Challenge:
Please filter the records below and copy every line that contains the word "hearth". Case counts.

Provided entries:
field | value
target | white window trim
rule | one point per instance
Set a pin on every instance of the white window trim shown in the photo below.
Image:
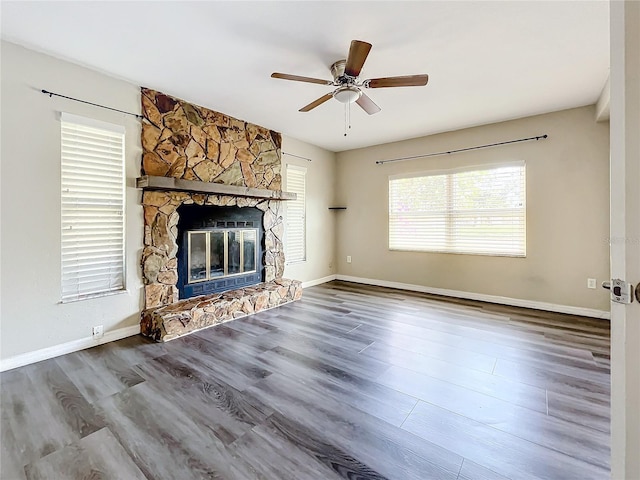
(119, 130)
(453, 171)
(303, 170)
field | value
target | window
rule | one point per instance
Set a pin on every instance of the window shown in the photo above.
(474, 211)
(92, 208)
(296, 245)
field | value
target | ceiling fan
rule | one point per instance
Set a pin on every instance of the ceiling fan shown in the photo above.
(345, 77)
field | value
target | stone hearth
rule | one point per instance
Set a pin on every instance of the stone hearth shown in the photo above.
(192, 155)
(193, 314)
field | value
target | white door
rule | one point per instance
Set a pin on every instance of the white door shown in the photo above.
(625, 236)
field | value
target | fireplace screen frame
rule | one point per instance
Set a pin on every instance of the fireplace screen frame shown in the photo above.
(226, 247)
(212, 218)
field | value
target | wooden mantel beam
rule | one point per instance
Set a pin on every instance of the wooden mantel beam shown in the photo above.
(152, 182)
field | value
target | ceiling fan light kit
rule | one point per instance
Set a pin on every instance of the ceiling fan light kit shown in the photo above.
(349, 88)
(347, 94)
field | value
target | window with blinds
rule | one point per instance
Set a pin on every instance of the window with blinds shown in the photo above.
(296, 241)
(92, 208)
(475, 211)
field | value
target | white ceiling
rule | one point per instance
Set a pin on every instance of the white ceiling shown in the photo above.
(487, 61)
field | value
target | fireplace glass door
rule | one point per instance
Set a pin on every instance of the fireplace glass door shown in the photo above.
(220, 253)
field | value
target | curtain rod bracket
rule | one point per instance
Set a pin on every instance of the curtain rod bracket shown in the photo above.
(51, 94)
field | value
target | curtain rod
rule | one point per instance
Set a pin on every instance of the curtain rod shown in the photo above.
(89, 103)
(380, 162)
(297, 156)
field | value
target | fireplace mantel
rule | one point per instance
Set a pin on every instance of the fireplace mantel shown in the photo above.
(152, 182)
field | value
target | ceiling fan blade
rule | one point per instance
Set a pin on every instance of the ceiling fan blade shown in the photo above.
(357, 55)
(315, 103)
(367, 104)
(406, 81)
(298, 78)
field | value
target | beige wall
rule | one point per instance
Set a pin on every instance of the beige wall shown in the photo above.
(320, 187)
(32, 316)
(567, 211)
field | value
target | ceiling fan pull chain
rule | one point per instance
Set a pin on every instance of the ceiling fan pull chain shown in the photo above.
(346, 106)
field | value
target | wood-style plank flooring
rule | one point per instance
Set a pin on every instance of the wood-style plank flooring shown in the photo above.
(351, 382)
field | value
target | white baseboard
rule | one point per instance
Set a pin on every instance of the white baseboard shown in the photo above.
(318, 281)
(515, 302)
(64, 348)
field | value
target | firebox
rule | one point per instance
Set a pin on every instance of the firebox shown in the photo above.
(219, 248)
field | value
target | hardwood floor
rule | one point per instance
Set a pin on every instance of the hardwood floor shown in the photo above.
(352, 382)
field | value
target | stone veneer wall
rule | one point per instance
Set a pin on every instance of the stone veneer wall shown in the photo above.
(186, 141)
(189, 142)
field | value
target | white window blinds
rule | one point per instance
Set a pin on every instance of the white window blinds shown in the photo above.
(296, 241)
(92, 208)
(476, 211)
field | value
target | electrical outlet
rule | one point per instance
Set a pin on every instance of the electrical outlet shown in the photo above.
(98, 331)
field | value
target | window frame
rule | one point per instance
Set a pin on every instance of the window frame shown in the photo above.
(68, 213)
(449, 216)
(303, 171)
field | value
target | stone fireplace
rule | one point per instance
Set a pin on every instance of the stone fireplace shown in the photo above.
(212, 202)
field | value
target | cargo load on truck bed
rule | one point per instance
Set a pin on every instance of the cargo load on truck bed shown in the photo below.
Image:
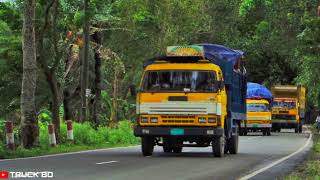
(259, 100)
(288, 109)
(234, 73)
(255, 90)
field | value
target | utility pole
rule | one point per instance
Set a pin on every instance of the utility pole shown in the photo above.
(85, 64)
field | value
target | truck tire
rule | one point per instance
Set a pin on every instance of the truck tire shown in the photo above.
(269, 132)
(167, 147)
(177, 149)
(296, 129)
(300, 127)
(218, 144)
(233, 144)
(147, 145)
(264, 132)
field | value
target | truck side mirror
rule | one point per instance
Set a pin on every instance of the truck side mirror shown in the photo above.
(133, 90)
(221, 85)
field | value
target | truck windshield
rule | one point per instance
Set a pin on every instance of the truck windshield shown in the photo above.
(253, 107)
(179, 81)
(279, 103)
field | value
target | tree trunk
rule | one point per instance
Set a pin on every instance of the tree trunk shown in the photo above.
(53, 84)
(29, 122)
(85, 65)
(114, 112)
(97, 38)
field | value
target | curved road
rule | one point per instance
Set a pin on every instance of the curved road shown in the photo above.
(255, 152)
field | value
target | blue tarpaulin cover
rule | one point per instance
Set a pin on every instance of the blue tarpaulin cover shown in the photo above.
(258, 90)
(216, 51)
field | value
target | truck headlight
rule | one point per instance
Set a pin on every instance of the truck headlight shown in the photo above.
(144, 119)
(154, 119)
(202, 120)
(211, 120)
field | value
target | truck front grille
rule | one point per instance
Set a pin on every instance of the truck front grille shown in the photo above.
(284, 117)
(178, 121)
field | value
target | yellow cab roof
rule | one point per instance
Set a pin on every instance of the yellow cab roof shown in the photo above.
(183, 66)
(257, 101)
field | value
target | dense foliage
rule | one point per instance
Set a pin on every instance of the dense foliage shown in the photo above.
(281, 40)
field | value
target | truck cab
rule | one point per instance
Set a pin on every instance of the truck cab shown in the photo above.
(259, 116)
(182, 102)
(288, 107)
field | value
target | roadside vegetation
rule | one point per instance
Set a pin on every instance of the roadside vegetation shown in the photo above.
(86, 138)
(310, 169)
(87, 59)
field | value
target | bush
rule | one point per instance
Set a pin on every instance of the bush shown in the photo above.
(86, 134)
(123, 134)
(86, 137)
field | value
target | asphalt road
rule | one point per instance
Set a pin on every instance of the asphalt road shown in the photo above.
(255, 152)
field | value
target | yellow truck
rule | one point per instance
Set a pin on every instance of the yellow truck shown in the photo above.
(288, 107)
(194, 96)
(259, 116)
(259, 100)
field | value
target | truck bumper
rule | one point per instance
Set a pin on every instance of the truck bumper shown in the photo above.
(177, 131)
(284, 123)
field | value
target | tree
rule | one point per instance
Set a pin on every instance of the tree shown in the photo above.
(85, 64)
(29, 122)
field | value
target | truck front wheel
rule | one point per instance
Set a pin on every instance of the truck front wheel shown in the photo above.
(147, 145)
(167, 147)
(218, 143)
(296, 129)
(177, 149)
(233, 144)
(300, 127)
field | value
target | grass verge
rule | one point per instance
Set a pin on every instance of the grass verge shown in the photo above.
(86, 138)
(310, 169)
(64, 148)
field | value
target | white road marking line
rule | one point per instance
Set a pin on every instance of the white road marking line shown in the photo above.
(108, 162)
(277, 161)
(63, 154)
(250, 138)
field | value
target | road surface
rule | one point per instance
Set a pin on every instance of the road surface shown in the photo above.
(255, 152)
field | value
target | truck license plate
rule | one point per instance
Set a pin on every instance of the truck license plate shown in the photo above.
(177, 131)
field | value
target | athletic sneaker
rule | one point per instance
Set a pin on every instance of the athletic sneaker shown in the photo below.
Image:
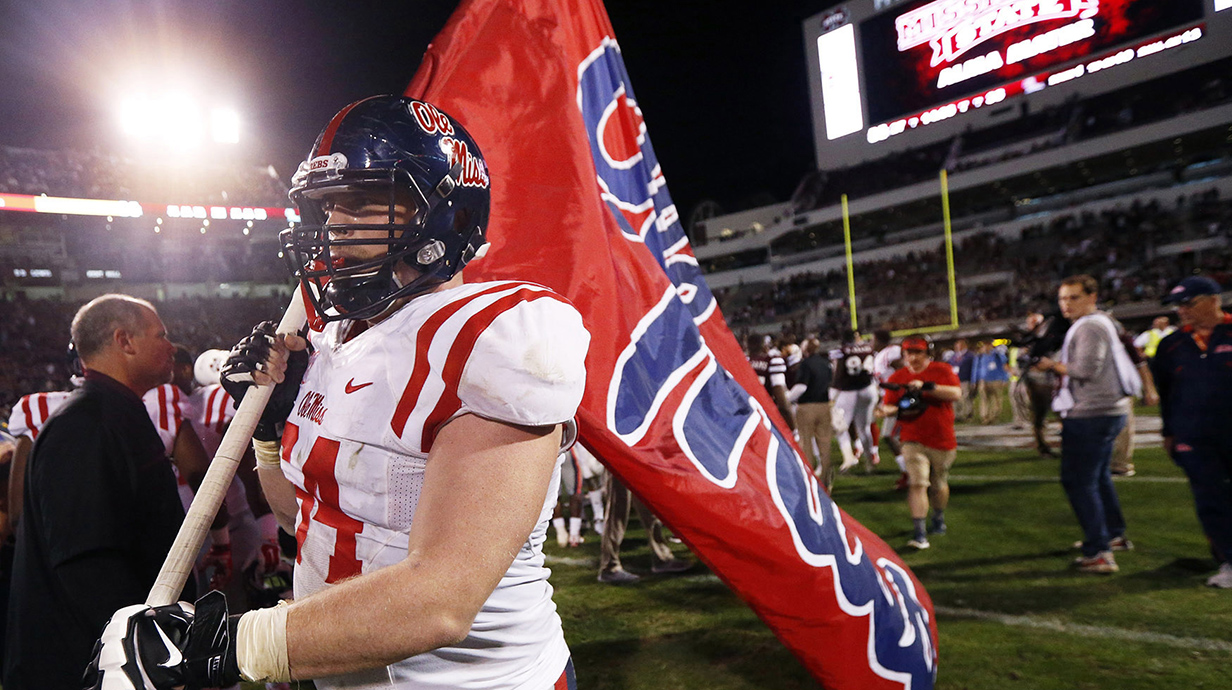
(1102, 563)
(619, 576)
(1115, 543)
(1221, 579)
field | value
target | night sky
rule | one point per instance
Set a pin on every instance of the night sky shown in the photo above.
(722, 84)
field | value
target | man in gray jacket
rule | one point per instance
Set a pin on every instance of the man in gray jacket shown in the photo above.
(1098, 381)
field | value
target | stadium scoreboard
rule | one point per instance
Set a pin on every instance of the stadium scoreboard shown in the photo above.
(913, 72)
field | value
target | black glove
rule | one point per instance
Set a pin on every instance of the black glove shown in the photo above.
(911, 405)
(166, 647)
(251, 354)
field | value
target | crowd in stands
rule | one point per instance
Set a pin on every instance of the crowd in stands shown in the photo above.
(99, 175)
(1116, 245)
(35, 335)
(1141, 104)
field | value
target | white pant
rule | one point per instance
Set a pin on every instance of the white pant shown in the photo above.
(855, 408)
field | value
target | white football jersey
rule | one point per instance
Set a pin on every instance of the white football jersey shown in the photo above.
(210, 409)
(31, 412)
(359, 439)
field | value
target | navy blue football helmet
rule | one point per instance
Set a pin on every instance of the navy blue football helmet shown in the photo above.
(412, 154)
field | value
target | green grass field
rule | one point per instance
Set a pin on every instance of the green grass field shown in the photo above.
(1010, 611)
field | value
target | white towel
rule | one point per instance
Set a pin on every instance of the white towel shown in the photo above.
(1131, 382)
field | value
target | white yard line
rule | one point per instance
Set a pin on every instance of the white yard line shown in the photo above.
(567, 561)
(1039, 478)
(1087, 630)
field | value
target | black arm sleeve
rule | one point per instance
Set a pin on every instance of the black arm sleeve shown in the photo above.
(99, 583)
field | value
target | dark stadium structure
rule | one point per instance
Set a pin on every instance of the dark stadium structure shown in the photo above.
(1121, 168)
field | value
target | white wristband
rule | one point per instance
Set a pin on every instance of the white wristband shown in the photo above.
(261, 645)
(267, 455)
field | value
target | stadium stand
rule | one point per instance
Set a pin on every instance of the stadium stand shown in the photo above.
(1131, 186)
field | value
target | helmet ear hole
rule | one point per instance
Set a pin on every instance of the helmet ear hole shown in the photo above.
(461, 219)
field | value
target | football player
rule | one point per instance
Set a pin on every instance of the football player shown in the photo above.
(855, 399)
(771, 371)
(166, 407)
(418, 460)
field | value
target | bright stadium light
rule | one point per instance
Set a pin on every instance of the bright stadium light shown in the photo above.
(224, 126)
(176, 120)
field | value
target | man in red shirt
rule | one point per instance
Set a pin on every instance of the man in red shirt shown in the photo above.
(923, 402)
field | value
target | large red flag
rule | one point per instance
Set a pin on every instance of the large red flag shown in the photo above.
(672, 405)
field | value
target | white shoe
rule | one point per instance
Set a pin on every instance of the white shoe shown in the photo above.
(1221, 579)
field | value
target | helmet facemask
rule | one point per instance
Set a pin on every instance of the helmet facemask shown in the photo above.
(364, 288)
(423, 192)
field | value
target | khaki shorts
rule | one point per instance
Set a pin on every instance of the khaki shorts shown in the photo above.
(925, 465)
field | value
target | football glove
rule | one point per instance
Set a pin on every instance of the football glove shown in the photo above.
(166, 647)
(269, 577)
(253, 354)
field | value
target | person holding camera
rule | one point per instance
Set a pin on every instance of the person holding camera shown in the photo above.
(1044, 335)
(922, 396)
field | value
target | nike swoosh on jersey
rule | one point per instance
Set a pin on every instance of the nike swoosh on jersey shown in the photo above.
(173, 653)
(351, 387)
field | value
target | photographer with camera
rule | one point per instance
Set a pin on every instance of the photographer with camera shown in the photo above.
(922, 396)
(1042, 338)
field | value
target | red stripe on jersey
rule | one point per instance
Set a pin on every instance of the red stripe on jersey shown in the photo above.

Problem solution:
target | stone hearth
Set a pin on every instance of the stone hearth shown in the photo above.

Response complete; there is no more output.